### Written exercise A
From the media column, list every news organization or broadcast program it names by title.
### Written exercise B
Please translate this sentence from the media column into French: "One rumour suggests a consortium is being organised to unite beleaguered Glasgow and Edinburgh papers into a single Scottish title."
### Written exercise C
Carry on the media column from its final sentence, keeping its style of short headed items.

### Excerpted passage
**********

Mr Justice Eady defends the way his judgments have shaped a law of privacy (in a private speech given in February and released last week).

A sorry state

Fresh evidence of the neutering of the British media emerges in former New Statesman editor JohnKampfner’s book Freedom For Sale, review copies of which are in circulation. Kampfner, a former Today programme journalist who fell out with the BBC over his claims that the post-Hutton corporation has gone soft, interviews an unnamed former newspaper reporter now working for the Government. The poacher-turned-gamekeeper laughs in Kampfner’s face at the notion that the media has the Government at bay: “I reckon on any given day you’ll be lucky to find out 1 per cent.”

Festival frustration

One of the sideshows at this year’s Edinburgh Festival is the debate on the future of the Scottish press as agents and artists looking for coverage of their acts tear their hair out at the lack of reviewers venturing out from their overstretched arts desks. One rumour suggests a consortium is being organised to unite beleaguered Glasgow and Edinburgh papers into a single Scottish title.

**********

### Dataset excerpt
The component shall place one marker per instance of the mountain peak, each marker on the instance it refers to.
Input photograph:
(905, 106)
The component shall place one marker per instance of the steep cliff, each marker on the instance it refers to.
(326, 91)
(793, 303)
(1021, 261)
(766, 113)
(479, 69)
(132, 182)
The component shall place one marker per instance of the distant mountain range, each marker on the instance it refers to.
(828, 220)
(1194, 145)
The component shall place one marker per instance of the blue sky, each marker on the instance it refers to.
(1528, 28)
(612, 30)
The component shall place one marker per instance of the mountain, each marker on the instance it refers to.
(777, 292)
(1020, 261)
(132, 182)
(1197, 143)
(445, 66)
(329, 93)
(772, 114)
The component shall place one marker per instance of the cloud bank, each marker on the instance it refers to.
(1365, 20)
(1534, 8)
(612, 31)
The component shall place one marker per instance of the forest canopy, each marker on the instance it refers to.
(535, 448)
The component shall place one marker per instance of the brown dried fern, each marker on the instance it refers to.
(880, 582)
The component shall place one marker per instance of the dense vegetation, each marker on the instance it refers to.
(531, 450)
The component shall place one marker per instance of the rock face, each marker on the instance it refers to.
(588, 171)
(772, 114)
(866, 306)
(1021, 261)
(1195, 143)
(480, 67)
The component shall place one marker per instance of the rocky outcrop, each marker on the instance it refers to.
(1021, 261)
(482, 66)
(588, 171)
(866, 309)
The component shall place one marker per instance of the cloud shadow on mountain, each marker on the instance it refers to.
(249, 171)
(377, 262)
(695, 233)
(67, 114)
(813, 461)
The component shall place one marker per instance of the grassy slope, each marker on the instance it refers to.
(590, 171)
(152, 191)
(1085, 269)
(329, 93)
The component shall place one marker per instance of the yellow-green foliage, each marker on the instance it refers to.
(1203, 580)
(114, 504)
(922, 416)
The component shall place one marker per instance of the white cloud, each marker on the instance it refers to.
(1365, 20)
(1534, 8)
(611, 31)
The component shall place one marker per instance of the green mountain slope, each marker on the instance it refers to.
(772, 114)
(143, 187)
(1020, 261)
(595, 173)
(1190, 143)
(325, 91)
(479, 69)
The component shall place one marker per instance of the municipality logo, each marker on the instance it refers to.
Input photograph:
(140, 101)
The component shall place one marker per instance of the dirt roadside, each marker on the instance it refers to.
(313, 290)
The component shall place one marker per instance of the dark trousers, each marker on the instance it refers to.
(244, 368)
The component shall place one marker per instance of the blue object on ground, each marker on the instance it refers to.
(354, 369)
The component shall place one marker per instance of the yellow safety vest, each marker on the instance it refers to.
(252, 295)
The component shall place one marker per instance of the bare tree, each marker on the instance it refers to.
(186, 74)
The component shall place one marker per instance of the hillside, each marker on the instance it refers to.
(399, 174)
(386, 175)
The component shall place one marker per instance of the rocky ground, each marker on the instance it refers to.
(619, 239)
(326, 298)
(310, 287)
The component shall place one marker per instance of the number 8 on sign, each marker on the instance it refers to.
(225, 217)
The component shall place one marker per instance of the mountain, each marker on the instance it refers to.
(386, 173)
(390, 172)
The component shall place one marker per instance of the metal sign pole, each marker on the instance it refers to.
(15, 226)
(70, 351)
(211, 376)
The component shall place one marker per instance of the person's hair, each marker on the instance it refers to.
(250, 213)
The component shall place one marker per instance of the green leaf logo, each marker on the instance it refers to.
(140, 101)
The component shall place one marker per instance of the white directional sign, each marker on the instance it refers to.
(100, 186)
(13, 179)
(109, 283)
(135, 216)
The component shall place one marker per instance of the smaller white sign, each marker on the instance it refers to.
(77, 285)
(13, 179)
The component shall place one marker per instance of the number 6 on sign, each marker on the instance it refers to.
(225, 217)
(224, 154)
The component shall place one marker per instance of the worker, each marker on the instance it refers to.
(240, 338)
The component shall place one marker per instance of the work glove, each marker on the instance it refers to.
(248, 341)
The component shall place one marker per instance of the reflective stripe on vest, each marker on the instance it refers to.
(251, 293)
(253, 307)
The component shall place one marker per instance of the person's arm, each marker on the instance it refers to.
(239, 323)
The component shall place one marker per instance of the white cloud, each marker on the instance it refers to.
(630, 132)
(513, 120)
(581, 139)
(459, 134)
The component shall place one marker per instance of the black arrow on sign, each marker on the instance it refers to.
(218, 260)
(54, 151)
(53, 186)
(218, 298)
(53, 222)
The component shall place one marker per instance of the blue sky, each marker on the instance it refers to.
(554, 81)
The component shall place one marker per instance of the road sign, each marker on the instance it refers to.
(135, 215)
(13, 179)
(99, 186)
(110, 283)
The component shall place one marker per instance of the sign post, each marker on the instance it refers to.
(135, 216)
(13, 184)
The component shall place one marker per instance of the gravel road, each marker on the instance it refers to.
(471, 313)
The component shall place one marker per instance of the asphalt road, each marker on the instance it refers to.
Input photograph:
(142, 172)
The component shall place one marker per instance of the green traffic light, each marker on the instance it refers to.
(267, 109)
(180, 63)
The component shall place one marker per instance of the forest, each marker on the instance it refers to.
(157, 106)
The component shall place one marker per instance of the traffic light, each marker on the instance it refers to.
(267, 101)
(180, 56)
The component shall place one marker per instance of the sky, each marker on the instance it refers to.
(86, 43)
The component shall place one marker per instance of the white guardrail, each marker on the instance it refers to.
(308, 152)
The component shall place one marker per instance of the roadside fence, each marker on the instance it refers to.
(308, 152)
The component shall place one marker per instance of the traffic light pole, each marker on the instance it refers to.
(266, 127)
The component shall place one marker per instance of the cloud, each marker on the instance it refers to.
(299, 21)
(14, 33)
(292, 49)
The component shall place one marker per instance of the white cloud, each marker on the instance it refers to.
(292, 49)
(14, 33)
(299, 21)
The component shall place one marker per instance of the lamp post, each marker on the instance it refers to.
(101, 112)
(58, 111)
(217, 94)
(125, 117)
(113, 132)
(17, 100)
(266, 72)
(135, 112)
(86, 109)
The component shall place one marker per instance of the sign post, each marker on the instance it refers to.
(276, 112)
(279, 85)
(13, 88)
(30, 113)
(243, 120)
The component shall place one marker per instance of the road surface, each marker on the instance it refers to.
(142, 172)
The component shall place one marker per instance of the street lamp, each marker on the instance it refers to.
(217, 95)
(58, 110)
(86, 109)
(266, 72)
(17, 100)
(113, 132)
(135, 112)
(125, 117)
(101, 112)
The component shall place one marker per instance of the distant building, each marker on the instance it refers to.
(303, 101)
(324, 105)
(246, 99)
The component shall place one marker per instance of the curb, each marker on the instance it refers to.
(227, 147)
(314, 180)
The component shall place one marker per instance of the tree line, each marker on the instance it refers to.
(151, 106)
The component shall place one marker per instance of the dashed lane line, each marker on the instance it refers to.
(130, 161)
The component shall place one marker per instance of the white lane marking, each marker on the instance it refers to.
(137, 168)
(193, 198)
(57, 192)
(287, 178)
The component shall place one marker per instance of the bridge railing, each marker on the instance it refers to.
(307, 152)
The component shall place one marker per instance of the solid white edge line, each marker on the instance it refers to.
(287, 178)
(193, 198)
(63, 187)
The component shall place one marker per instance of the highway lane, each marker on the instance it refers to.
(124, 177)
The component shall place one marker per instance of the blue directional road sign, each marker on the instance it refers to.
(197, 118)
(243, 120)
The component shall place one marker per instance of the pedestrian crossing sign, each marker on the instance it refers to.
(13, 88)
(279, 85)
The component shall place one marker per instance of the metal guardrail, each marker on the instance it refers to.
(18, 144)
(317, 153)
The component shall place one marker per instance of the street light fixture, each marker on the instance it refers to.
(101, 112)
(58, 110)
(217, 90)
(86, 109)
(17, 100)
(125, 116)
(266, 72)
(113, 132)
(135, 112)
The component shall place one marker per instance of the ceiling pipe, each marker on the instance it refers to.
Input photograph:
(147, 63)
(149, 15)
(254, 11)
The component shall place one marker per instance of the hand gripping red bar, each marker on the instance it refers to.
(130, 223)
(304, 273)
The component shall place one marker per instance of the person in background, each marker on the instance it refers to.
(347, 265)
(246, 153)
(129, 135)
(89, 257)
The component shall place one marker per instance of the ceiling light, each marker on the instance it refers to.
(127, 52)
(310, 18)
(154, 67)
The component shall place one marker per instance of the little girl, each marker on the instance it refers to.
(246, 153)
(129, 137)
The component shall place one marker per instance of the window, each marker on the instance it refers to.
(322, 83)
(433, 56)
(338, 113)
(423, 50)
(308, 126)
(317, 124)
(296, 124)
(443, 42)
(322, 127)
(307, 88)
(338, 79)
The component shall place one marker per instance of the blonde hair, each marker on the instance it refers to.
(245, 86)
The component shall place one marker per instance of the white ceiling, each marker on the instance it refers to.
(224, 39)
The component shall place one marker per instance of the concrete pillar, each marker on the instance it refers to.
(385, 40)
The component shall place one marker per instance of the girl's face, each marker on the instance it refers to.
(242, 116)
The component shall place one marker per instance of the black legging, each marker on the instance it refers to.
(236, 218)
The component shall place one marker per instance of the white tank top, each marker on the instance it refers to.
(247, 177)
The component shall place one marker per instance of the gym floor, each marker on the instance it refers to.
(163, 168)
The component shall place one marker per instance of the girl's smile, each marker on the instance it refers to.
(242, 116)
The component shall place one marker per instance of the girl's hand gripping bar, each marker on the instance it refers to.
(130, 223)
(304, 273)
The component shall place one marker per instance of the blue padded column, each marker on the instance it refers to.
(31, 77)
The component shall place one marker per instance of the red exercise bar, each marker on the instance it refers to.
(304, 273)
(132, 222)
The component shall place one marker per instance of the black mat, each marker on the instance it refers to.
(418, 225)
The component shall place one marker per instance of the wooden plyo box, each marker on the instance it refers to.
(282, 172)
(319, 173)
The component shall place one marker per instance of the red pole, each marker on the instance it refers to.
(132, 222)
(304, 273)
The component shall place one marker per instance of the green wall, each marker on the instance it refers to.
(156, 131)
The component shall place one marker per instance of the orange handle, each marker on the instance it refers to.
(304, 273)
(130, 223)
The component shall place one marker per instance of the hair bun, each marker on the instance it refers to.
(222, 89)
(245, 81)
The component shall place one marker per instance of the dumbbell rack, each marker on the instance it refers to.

**********

### Response A
- New Statesman
- the Today programme
- BBC

### Response B
Selon une rumeur, un consortium serait en cours de constitution pour réunir les journaux en difficulté de Glasgow et d'Édimbourg en un seul titre écossais.

### Response C
Evans above

At times of economic hardship and media restraints at least Radio 2’s Chris Evans can celebrate the good things in life. In Top Gear magazine, he allows his fleet of six white Ferraris to be driven in convoy across the English countryside. “I was thinking,” says the proud owner. ‘Would that one look better in red, and that one in yellow?’ Then I just thought, ‘Bollocks, they look great all in white, like a beautiful army coming to get you.” He funded the car purchases (one alone cost him $11m) largely from the 2000 sale of Ginger Media, but sadly the fund won’t stretch to a new Ferrari 250GTO. “It’ll never happen, they’re making £16m these days. How the hell am I going to manage that?”

Pot shots

The online Field Sports Channel has launched with the promise of being an “antidote to BBC Countryfile”, and, presenter Charlie Jacoby tells me, to those blubbering TV chefs who can’t bear to kill their own dinner. “Hugh shot and cried, Gordon cried and didn’t shoot at all. We shoot and we don’t cry,” he promises.